WHAT IS REQUIRED
A faithful, word-for-word transcription of all the data is what is needed.

GIVEN DATA
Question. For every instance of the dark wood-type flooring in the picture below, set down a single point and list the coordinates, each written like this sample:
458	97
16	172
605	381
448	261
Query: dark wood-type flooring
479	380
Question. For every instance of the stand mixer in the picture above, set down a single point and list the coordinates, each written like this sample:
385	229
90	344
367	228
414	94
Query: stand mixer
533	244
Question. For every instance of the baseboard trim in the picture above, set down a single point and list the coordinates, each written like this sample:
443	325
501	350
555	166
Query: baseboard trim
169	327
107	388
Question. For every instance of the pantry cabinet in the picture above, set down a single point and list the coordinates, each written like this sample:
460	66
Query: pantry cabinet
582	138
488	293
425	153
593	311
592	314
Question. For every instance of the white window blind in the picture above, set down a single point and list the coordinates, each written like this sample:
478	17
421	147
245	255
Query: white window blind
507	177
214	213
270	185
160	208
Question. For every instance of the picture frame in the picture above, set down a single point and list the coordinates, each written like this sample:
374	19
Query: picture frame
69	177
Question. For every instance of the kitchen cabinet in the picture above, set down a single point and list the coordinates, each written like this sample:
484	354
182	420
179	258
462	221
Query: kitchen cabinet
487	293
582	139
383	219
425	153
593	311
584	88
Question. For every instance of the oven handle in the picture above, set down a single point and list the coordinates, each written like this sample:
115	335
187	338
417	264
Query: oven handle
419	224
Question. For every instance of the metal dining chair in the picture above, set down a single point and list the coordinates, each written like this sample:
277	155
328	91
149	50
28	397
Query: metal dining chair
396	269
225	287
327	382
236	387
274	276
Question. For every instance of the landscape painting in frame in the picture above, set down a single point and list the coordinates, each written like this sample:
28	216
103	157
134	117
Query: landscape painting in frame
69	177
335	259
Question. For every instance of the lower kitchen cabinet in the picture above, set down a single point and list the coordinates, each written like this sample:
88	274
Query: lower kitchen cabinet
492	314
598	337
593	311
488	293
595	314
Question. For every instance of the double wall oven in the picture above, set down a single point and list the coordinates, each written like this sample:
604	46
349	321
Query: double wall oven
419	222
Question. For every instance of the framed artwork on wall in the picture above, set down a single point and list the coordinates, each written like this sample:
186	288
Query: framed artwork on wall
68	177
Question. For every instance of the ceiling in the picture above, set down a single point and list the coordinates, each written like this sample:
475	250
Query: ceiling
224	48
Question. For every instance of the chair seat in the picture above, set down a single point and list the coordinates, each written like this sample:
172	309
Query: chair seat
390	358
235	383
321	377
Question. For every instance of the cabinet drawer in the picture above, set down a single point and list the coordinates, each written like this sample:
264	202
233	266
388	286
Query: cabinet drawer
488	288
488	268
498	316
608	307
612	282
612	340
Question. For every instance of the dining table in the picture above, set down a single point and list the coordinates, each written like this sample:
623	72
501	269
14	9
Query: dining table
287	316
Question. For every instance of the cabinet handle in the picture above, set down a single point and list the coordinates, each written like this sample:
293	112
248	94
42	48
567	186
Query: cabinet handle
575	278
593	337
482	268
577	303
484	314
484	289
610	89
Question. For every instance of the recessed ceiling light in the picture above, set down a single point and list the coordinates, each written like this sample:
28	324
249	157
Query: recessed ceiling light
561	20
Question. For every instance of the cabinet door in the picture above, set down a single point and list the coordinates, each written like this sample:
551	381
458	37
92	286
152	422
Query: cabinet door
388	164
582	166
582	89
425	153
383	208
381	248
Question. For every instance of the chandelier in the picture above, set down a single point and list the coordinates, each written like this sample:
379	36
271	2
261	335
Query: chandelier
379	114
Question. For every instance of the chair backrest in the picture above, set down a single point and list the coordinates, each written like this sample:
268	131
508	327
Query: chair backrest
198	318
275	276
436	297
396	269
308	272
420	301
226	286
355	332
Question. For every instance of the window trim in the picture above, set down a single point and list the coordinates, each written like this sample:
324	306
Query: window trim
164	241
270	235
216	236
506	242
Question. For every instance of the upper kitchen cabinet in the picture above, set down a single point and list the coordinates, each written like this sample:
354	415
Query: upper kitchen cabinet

ANSWER BELOW
Question. For every instance of the dark wood-type flooring in the picture below, set down a single point and list the coordinates, each written like this sample:
458	97
16	172
605	381
448	261
Query: dark wood-type flooring
479	380
Question. For every instance of the stand mixer in the picture above, set down a single point and list the coordinates, each written like this sample:
385	229
90	344
367	228
414	94
Query: stand mixer
533	244
Question. For every instance of the baseboard trim in the picture above, set down a single point and list the coordinates, each written like this sample:
443	325
501	350
555	166
Query: baseboard trim
169	327
107	388
Question. For every instance of the pantry cabinet in the picture above, set down a single point and list the coordinates, each written like this sample:
460	66
Query: pantry cabinet
582	138
488	293
425	153
593	311
592	314
Question. For every instance of the white window blind in the picture above, set down a single point and list the coordinates, each written like this sample:
478	17
421	147
245	255
Query: white window blind
507	177
214	213
270	185
160	208
Question. For every instance of the picture frame in the picture above, set down a single point and list the coordinates, each written like this sample:
374	19
Query: picture frame
69	177
Question. For every instance of the kitchen cabinet in the picture above, set down a single point and list the coordinates, each written like this sample:
484	354
182	420
179	258
462	221
Query: kitchen cabinet
487	293
582	139
383	219
425	153
593	311
584	88
Question. For every instance of the oven handle in the picture above, set down a single point and list the coordinates, each written like this sample:
115	335
187	338
417	264
Query: oven handle
419	224
Question. For every instance of the metal dining chair in the picture above, set down a single point and list the coordinates, each written like this sample:
277	155
328	91
149	50
28	397
Query: metal dining chair
396	269
225	287
327	382
236	387
274	276
Question. For every instance of the landscape painting in frame in the picture above, set down a single point and list the coordinates, each written like this sample:
28	216
103	157
134	117
Query: landscape painting in frame
69	177
335	259
Question. For every instance of the lower kitchen cabinet in the picture above, set down a single point and list the coordinates, each written like this sample:
88	274
Query: lower kitchen cabinet
492	314
598	337
593	311
488	293
595	314
Question. For every instance of the double wall oven in the picture above, set down a single point and list the coordinates, each written like this sample:
604	46
349	321
Query: double wall oven
419	222
Question. For every instance of the framed artwork on wall in the picture above, set down a single point and list the coordinates, each written like this sample:
186	288
Query: framed artwork on wall
68	177
Question. For every instance of the ceiling in the picture above, set down a single point and list the coordinates, each written like this sample:
475	250
Query: ceiling
224	48
Question. For every instance of the chair seat in the picture above, set down a single point and list the coordinates, each written like this sample:
172	309
Query: chair seat
390	358
235	383
321	377
Question. For every instance of the cabinet drawer in the picture above, set down a single point and list the coordinates, each written like this sample:
264	202
233	266
388	286
Query: cabinet drawer
488	288
488	268
498	316
608	307
612	282
612	340
Question. For every instance of the dining table in the picture above, set down a single point and list the coordinates, each written like this sample:
623	72
501	269
14	9
Query: dining table
287	316
Question. For every instance of the cabinet handle in the picture above, set down a single point and list the coordinates, each written like this sample:
293	112
248	94
42	48
567	186
Query: cabinet handle
575	278
593	337
482	268
577	303
484	314
484	289
610	89
Question. For every instance of the recessed ceiling light in the picture above, set down a single point and list the coordinates, each written like this sample:
28	324
249	157
Query: recessed ceiling light
561	20
Question. For every instance of the cabinet door in the picture above, set down a single point and list the coordinates, each written like this sample:
551	381
458	37
92	286
152	422
Query: cabinet door
388	164
582	166
582	89
425	153
383	208
381	248
Question. For every instance of the chandelier in the picture above, set down a single point and list the coordinates, each written like this sample:
379	36
271	2
261	335
Query: chandelier
379	114
Question. For every instance of the chair backrest in the picture above, set down a single point and list the coordinates, each written like this sample:
268	131
508	327
Query: chair backrest
198	318
275	276
436	297
396	269
308	272
420	301
226	286
355	332
Question. For every instance of the window trim in the picture above, set down a single point and list the coordinates, each written like this sample:
324	306
Query: window trim
164	241
270	235
216	236
506	242
Question. For every instance of the upper kitchen cabinet in the picture above, set down a single point and list the coordinates, each written like this sample:
354	415
Query: upper kitchen cabinet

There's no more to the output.